What to work on: Extract all of the entries and set them down verbatim.

Given data:
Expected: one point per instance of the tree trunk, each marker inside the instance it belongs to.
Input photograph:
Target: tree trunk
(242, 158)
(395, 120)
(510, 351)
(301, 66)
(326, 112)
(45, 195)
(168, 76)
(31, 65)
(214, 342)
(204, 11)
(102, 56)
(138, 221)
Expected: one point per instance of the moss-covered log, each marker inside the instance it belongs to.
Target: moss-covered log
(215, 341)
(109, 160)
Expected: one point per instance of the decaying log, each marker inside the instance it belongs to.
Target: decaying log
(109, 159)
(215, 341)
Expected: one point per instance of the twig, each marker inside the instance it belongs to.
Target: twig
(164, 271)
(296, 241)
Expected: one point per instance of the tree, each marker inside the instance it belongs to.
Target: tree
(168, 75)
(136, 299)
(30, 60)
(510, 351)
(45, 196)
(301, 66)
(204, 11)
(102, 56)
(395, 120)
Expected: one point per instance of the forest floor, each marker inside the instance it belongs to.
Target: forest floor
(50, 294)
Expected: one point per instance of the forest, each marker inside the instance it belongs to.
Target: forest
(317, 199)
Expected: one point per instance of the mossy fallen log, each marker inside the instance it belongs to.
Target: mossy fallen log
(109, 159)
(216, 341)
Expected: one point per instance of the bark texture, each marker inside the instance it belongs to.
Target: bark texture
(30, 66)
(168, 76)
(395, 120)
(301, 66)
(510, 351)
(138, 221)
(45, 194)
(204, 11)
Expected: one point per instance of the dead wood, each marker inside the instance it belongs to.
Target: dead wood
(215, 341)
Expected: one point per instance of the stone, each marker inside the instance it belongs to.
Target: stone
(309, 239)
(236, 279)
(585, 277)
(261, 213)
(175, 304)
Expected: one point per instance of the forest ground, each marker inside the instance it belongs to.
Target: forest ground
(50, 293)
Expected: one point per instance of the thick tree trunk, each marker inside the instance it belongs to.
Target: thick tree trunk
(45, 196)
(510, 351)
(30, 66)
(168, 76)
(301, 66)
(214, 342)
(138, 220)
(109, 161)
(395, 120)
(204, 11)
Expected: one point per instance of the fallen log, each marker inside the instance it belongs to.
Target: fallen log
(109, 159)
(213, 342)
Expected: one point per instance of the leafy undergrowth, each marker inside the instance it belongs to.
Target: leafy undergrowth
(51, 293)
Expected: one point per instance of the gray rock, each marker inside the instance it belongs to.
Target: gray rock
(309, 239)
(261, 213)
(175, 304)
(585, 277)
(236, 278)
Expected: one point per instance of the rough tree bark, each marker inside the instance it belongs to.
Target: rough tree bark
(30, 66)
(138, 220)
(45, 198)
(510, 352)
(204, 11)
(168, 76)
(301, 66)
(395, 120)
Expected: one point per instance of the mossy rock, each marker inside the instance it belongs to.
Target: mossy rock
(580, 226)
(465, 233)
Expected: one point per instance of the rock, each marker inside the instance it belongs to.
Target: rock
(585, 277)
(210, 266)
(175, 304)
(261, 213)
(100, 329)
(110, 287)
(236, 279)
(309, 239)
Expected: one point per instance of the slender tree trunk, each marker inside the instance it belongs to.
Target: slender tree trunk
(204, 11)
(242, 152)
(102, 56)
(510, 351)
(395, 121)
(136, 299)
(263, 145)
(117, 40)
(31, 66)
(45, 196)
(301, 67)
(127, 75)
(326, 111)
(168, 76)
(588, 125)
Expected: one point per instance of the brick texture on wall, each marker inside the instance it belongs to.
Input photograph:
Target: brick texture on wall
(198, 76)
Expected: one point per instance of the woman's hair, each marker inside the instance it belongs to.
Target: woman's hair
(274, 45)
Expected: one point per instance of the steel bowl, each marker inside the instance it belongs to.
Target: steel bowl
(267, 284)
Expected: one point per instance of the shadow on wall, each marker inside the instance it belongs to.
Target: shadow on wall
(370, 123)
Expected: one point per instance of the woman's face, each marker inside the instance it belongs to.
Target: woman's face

Written solution:
Expected: one point per instance of the tree trunk, each marker inside the instance it belongs to.
Input photograph:
Target: tree trunk
(242, 158)
(395, 120)
(510, 351)
(301, 66)
(326, 112)
(45, 195)
(168, 76)
(31, 65)
(214, 342)
(204, 11)
(102, 56)
(138, 221)
Expected: one point per instance of the moss-covered log, each marker inside the instance it belongs to.
Target: moss-covered log
(215, 341)
(109, 160)
Expected: one point per instance of the decaying log, each marker inside the instance it belongs to.
Target: decaying log
(109, 159)
(215, 341)
Expected: one point per instance of the twig, each marker inside the instance it belongs to.
Target: twig
(164, 271)
(296, 241)
Expected: one point per instance of the tree, each marker inside the instance it belongs to.
Target: tree
(168, 75)
(136, 299)
(30, 60)
(510, 351)
(45, 196)
(301, 66)
(204, 11)
(102, 56)
(395, 120)
Expected: one point per instance of the forest floor, each marker inside the instance it belongs to.
Target: forest floor
(50, 294)
Expected: one point per instance of the forest, each marker inside the instance it belongs to.
Target: forest
(317, 199)
Expected: one point per instance of the mossy fallen log, each marker inside the instance it belongs to.
Target: mossy fallen log
(109, 159)
(216, 341)
Expected: one point per instance of the bark texture, each marker inside the instance it belongs to.
Target: bark texture
(30, 66)
(168, 76)
(395, 120)
(301, 66)
(510, 351)
(138, 221)
(45, 194)
(204, 11)
Expected: one point per instance of the dead wood, each marker inside the instance it belongs to.
Target: dead wood
(215, 341)
Expected: one point per instance of the stone, each marker inside the instance it belongs to.
Target: stone
(309, 239)
(236, 279)
(585, 277)
(261, 213)
(175, 304)
Expected: one point per instance of the forest ground, each marker inside the instance it belongs to.
Target: forest ground
(50, 293)
Expected: one point per instance of the thick tree trunk, each marker inside the instance it belongs to.
Target: thick tree trunk
(45, 196)
(510, 351)
(30, 66)
(168, 76)
(301, 66)
(214, 342)
(138, 220)
(109, 161)
(395, 120)
(204, 11)
Expected: one point per instance of the fallen log, each marker inside the instance it belongs to.
Target: fallen log
(109, 159)
(213, 342)
Expected: one point per instance of the leafy undergrowth, each marker inside the instance it belongs to.
Target: leafy undergrowth
(51, 293)
Expected: one point per instance of the gray rock, each marker inside the instance it belongs to.
Target: gray rock
(309, 239)
(261, 213)
(175, 304)
(585, 277)
(236, 278)
Expected: one point per instance of the rough tree bark, each marker inside the instance it belongs to.
Target: rough tree bark
(30, 66)
(138, 220)
(45, 198)
(510, 352)
(204, 11)
(168, 76)
(301, 66)
(395, 120)
Expected: one point per instance of the mossy rock, each marker inside the instance it belongs to.
Target: mossy rock
(580, 226)
(465, 233)
Expected: one point per instance of the rock, each marker inside the instance it belongs to.
Target: rock
(585, 277)
(210, 266)
(175, 304)
(261, 213)
(100, 329)
(110, 287)
(236, 279)
(309, 239)
Expected: one point per instance of the slender tree trunk, each marker inside the instance it belongs to.
Target: slender tree trunk
(204, 11)
(242, 152)
(102, 56)
(510, 351)
(395, 121)
(136, 299)
(263, 145)
(117, 40)
(31, 66)
(45, 196)
(301, 67)
(127, 75)
(326, 111)
(168, 76)
(588, 125)
Expected: one point per instance of the brick texture on wall, each marker inside the instance it belongs to.
Input photograph:
Target: brick texture on wall
(198, 76)
Expected: one point per instance of the woman's hair, each marker inside the instance it belongs to.
Target: woman's hair
(274, 45)
Expected: one point per instance of the steel bowl, each marker inside the instance it belongs to.
Target: steel bowl
(267, 284)
Expected: one point per instance of the shadow on wall, each marker inside the instance it belongs to.
Target: shadow on wall
(370, 123)
Expected: one point per instance of the woman's face, each marker inside the instance it belongs to.
Target: woman's face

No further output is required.